Problem> In full and without alteration, repeat the material.

Position identification records
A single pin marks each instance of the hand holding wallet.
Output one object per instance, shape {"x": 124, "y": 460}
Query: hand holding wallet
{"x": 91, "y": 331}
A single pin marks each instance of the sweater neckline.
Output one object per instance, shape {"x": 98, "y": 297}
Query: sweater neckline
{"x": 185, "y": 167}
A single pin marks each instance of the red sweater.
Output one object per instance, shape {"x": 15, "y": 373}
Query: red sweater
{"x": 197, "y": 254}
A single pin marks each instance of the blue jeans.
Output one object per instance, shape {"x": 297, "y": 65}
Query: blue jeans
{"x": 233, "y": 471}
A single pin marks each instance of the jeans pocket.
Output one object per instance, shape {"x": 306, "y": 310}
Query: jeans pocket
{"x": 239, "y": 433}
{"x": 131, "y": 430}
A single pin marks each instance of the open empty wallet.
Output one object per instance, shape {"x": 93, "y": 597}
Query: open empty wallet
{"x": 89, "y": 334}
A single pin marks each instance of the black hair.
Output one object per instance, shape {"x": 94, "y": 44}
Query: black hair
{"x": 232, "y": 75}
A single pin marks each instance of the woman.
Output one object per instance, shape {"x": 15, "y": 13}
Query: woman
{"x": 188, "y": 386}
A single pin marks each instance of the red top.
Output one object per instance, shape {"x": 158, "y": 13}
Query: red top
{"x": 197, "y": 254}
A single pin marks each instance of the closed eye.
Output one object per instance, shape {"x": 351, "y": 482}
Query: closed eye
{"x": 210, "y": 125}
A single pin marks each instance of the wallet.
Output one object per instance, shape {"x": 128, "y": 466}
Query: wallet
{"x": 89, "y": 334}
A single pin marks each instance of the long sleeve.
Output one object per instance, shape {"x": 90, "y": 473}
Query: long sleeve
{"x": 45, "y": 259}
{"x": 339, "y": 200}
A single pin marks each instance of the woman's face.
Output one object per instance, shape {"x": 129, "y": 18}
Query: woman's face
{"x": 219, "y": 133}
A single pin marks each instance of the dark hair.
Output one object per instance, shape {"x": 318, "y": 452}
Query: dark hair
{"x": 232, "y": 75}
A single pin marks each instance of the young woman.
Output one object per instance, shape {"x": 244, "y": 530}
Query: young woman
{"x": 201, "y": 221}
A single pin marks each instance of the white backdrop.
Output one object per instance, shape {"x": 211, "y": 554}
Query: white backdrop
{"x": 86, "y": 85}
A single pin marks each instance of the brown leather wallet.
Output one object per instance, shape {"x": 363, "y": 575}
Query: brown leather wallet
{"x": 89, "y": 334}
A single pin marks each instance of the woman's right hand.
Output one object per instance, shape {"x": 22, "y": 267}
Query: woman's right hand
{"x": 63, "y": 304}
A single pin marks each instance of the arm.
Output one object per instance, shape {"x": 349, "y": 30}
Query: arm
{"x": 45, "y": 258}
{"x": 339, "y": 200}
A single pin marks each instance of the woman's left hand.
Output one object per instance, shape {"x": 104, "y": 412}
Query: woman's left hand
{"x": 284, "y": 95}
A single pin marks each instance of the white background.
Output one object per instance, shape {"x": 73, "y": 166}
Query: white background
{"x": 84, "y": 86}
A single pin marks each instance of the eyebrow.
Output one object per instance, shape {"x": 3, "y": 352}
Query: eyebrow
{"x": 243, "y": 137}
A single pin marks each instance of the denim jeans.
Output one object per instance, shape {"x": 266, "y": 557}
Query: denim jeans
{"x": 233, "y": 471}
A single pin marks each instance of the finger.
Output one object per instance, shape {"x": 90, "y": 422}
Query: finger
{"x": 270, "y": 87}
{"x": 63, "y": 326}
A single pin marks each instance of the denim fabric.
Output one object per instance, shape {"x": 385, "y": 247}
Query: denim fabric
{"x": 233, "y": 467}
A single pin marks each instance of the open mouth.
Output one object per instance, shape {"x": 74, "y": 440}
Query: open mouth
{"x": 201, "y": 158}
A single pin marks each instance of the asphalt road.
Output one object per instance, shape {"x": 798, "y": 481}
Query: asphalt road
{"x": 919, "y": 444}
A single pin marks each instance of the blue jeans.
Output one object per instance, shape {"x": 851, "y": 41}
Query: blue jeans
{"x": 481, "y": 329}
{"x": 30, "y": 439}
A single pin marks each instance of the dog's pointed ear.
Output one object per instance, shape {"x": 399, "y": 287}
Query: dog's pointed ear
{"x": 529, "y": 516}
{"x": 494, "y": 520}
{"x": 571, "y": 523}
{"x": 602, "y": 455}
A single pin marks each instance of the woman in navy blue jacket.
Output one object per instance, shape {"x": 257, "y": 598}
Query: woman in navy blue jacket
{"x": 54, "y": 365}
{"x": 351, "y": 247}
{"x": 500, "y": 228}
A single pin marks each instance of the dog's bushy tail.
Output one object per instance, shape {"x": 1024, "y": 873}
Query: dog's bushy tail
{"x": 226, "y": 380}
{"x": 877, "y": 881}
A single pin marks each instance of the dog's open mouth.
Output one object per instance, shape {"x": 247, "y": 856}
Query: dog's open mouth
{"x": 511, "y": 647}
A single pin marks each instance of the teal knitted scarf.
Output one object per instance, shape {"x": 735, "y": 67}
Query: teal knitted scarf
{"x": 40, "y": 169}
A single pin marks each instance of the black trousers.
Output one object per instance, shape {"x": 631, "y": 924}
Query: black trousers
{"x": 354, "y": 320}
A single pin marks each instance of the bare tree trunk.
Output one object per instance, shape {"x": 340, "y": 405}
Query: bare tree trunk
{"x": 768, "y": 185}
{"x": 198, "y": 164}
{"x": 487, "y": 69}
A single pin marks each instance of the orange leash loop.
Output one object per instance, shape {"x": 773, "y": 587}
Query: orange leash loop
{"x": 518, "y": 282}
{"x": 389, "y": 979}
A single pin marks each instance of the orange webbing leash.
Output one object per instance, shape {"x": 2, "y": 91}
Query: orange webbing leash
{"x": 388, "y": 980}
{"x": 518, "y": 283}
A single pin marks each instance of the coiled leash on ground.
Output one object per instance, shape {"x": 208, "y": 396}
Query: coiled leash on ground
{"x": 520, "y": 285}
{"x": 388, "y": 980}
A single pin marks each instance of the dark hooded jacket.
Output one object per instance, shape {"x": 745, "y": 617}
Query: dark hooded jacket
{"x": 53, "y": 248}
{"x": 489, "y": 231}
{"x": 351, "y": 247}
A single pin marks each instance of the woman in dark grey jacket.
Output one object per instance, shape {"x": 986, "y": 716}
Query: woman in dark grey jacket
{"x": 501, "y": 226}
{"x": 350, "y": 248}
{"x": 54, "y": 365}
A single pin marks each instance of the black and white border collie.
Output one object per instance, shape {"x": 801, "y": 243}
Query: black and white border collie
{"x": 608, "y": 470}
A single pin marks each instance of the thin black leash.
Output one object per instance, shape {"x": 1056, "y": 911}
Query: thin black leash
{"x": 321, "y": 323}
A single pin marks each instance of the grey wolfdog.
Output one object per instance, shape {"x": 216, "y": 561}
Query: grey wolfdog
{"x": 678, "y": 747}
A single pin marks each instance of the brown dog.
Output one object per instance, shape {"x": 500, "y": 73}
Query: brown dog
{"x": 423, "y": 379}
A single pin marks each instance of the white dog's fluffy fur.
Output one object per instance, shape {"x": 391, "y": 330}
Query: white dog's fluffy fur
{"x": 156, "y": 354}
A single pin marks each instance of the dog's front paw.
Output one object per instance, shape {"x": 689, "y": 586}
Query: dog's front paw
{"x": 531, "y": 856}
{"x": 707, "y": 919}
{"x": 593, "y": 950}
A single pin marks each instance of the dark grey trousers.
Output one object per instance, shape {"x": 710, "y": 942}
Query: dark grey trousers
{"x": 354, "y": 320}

Answer to this task>
A single pin marks each instance of the hand holding wallet.
Output one object per instance, shape {"x": 124, "y": 460}
Query: hand holding wallet
{"x": 91, "y": 331}
A single pin marks each instance of the sweater neckline.
Output one object per instance, shape {"x": 98, "y": 297}
Query: sweater neckline
{"x": 185, "y": 167}
A single pin marks each instance of the red sweater.
Output one object per instance, shape {"x": 15, "y": 373}
Query: red sweater
{"x": 197, "y": 254}
A single pin marks each instance of the blue jeans.
Output one object per instance, shape {"x": 297, "y": 65}
Query: blue jeans
{"x": 233, "y": 471}
A single pin marks each instance of the jeans pocket.
Output one object per instance, shape {"x": 306, "y": 310}
Query: jeans pocket
{"x": 239, "y": 433}
{"x": 131, "y": 430}
A single pin marks each instance of the open empty wallet.
Output one object per instance, shape {"x": 93, "y": 597}
Query: open empty wallet
{"x": 89, "y": 334}
A single pin marks each instance of the black hair.
Output one object per instance, shape {"x": 94, "y": 44}
Query: black hair
{"x": 232, "y": 75}
A single pin marks each instance of the woman.
Output one object per instance, shape {"x": 15, "y": 13}
Query: woman
{"x": 188, "y": 386}
A single pin marks each instance of the red top.
Output one object per instance, shape {"x": 158, "y": 13}
Query: red top
{"x": 197, "y": 254}
A single pin marks each instance of the closed eye.
Output one object per instance, shape {"x": 351, "y": 482}
Query: closed eye
{"x": 210, "y": 125}
A single pin marks each instance of the wallet.
Output one object per instance, shape {"x": 128, "y": 466}
Query: wallet
{"x": 89, "y": 334}
A single pin marks each instance of the long sleeve.
Output one object per instance, shape {"x": 90, "y": 473}
Query: long sleeve
{"x": 45, "y": 259}
{"x": 339, "y": 200}
A single pin marks each instance of the woman's face.
Output one object per instance, shape {"x": 129, "y": 18}
Query: woman's face
{"x": 219, "y": 133}
A single pin marks each instance of the dark hair.
Output one object per instance, shape {"x": 318, "y": 452}
Query: dark hair
{"x": 232, "y": 75}
A single pin marks each instance of the young woman.
Output one object per instance, shape {"x": 244, "y": 530}
Query: young woman
{"x": 201, "y": 221}
A single pin marks each instance of the white backdrop.
Output one object per instance, shape {"x": 211, "y": 554}
Query: white backdrop
{"x": 86, "y": 85}
A single pin marks each instance of the brown leather wallet.
Output one object per instance, shape {"x": 363, "y": 575}
Query: brown leather wallet
{"x": 89, "y": 334}
A single pin marks each instance of the woman's right hand.
Output one object per instance, shape {"x": 22, "y": 267}
Query: woman's right hand
{"x": 63, "y": 304}
A single pin marks each instance of the arm.
Output one object per instance, shape {"x": 349, "y": 30}
Query: arm
{"x": 45, "y": 258}
{"x": 339, "y": 200}
A single pin marks each instance of the woman's left hand.
Output one object per instance, shape {"x": 104, "y": 412}
Query: woman's left hand
{"x": 284, "y": 95}
A single pin marks each instance of the white background.
Output one object per instance, shape {"x": 73, "y": 166}
Query: white background
{"x": 84, "y": 86}
A single pin marks each instance of the eyebrow.
Output one object per instance, shape {"x": 3, "y": 352}
Query: eyebrow
{"x": 243, "y": 137}
A single pin marks each instance of the denim jeans.
Output one object per instance, shape {"x": 266, "y": 557}
Query: denim jeans
{"x": 233, "y": 471}
A single pin marks each instance of the finger.
Output one object per instance, shape {"x": 90, "y": 422}
Query: finger
{"x": 270, "y": 87}
{"x": 63, "y": 326}
A single pin marks each instance of the denim fabric.
Output one object per instance, shape {"x": 385, "y": 247}
Query: denim fabric
{"x": 233, "y": 467}
A single pin marks each instance of the open mouth.
Output one object per instance, shape {"x": 74, "y": 440}
Query: open mouth
{"x": 201, "y": 158}
A single pin marks each instance of the asphalt road.
Output one object per instance, shape {"x": 798, "y": 481}
Query: asphalt road
{"x": 919, "y": 444}
A single pin marks each instance of the blue jeans.
Output one object per instance, shape {"x": 851, "y": 41}
Query: blue jeans
{"x": 481, "y": 329}
{"x": 30, "y": 439}
A single pin marks each instance of the dog's pointed ear.
Output one object per instance, shape {"x": 399, "y": 287}
Query: dog's pointed ear
{"x": 529, "y": 516}
{"x": 494, "y": 520}
{"x": 571, "y": 523}
{"x": 602, "y": 455}
A single pin marks each instance of the woman in navy blue jacket.
Output one object per instance, shape {"x": 257, "y": 598}
Query: woman in navy blue jacket
{"x": 54, "y": 365}
{"x": 351, "y": 247}
{"x": 500, "y": 228}
A single pin marks each instance of the dog's bushy tail.
Output one object per instance, shape {"x": 1024, "y": 873}
Query: dog's bushy tail
{"x": 226, "y": 380}
{"x": 877, "y": 881}
A single pin marks each instance of the dog's open mouth.
Output one object per instance, shape {"x": 247, "y": 856}
Query: dog's open mouth
{"x": 511, "y": 647}
A single pin marks each instance of the teal knitted scarf.
Output one object per instance, shape {"x": 735, "y": 67}
Query: teal knitted scarf
{"x": 40, "y": 169}
A single pin marks each instance of the black trousers.
Output one object per instance, shape {"x": 631, "y": 924}
Query: black trousers
{"x": 354, "y": 320}
A single pin marks each instance of the bare tree trunk.
Output one object per instance, shape {"x": 340, "y": 405}
Query: bare tree trunk
{"x": 768, "y": 185}
{"x": 198, "y": 164}
{"x": 487, "y": 69}
A single pin marks each instance of the orange leash loop.
Output one object per instance, shape {"x": 773, "y": 587}
Query: orange leash loop
{"x": 518, "y": 282}
{"x": 389, "y": 979}
A single pin marks each instance of the orange webbing leash.
Output one object per instance, shape {"x": 2, "y": 91}
Query: orange webbing leash
{"x": 388, "y": 980}
{"x": 518, "y": 283}
A single pin marks each instance of the coiled leash on ground.
Output one object per instance, shape {"x": 208, "y": 396}
Query: coiled leash on ground
{"x": 520, "y": 285}
{"x": 388, "y": 980}
A single pin marks each instance of the dark hooded jacket.
Output one object per instance, shape {"x": 745, "y": 617}
Query: dark hooded jacket
{"x": 53, "y": 248}
{"x": 489, "y": 231}
{"x": 351, "y": 247}
A single pin marks each instance of the woman in dark grey jacket.
Output one object per instance, shape {"x": 986, "y": 716}
Query: woman in dark grey jacket
{"x": 501, "y": 226}
{"x": 350, "y": 248}
{"x": 54, "y": 365}
A single pin marks each instance of the black and white border collie.
Output one object per instance, shape {"x": 801, "y": 243}
Query: black and white border collie
{"x": 608, "y": 470}
A single pin marks each instance of the thin black leash.
Output one object per instance, shape {"x": 1056, "y": 911}
Query: thin black leash
{"x": 321, "y": 323}
A single pin marks each instance of the grey wolfdog.
Output one object per instance, shape {"x": 216, "y": 561}
Query: grey wolfdog
{"x": 678, "y": 747}
A single pin marks each instance of the brown dog.
Output one object per instance, shape {"x": 500, "y": 73}
Query: brown dog
{"x": 423, "y": 379}
A single pin marks each instance of the white dog's fluffy fur.
Output one object per instance, shape {"x": 391, "y": 330}
Query: white dog's fluffy fur
{"x": 156, "y": 354}
A single pin marks each instance of the dog's front paw.
Output one object per instance, shape {"x": 689, "y": 586}
Query: dog's front paw
{"x": 531, "y": 856}
{"x": 707, "y": 919}
{"x": 593, "y": 950}
A single pin marks each instance of the dark grey trousers.
Output one object per instance, shape {"x": 710, "y": 942}
Query: dark grey trousers
{"x": 354, "y": 320}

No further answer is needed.